DATASET ENTRIES:
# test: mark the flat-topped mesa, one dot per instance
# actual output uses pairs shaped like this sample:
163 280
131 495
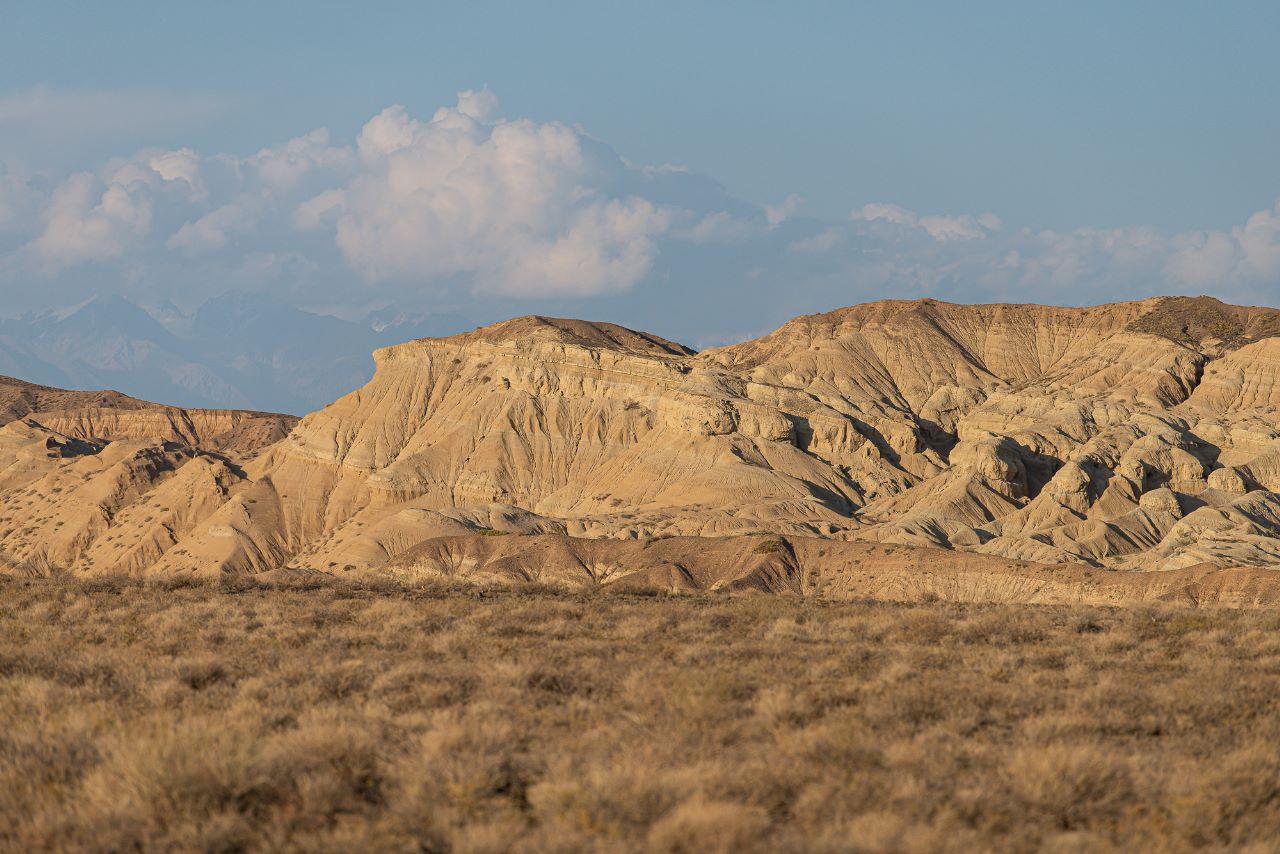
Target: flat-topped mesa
583 333
106 415
1136 435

EXERCISE REQUIREMENTS:
Find each line in the records above that contains the string "mesa" and copy it out in full. Case counts, so uppercase and lowercase letters do not match each other.

SOLUTION FOR THIS TASK:
# test: mark the flat-topped mesa, one dot per instance
Target: flat-topped mesa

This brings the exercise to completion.